## Try it
What is needed is an exact copy of every entry.
*** Material shown
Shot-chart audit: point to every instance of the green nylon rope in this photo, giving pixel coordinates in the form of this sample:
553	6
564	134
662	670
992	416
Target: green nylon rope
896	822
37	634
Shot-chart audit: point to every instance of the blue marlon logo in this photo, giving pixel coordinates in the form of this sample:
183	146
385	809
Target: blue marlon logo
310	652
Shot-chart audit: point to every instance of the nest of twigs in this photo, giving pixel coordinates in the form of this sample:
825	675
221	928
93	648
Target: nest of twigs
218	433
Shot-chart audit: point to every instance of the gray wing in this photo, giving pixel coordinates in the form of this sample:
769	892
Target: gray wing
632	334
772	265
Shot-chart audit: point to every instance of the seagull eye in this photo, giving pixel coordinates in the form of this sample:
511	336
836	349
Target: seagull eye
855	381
******
## Written response
Shot-chart audit: point to every instance of the green nylon rope in this photo, giving pixel coordinates in the form of this sample:
553	6
564	134
662	670
992	416
Target: green nylon rope
896	822
37	634
Shot-chart audit: point to every instance of the blue marlon logo in this photo, giving pixel coordinates in the form of this sample:
183	146
385	809
Target: blue marlon logo
310	652
Shot-chart audit: point to every instance of the nest of twigs in this photo, giving pixel coordinates in the form of this sample:
825	675
221	928
93	648
Target: nest of twigs
218	433
Shot-chart audit: point to every instance of the gray wing in this photo, giving pixel coordinates in the form of this sample:
769	892
Target: gray wing
632	334
772	265
Shot-chart audit: point to every instance of the seagull eye in this photo, giving pixel coordinates in the form of this sample:
511	336
836	349
Target: seagull eye
855	381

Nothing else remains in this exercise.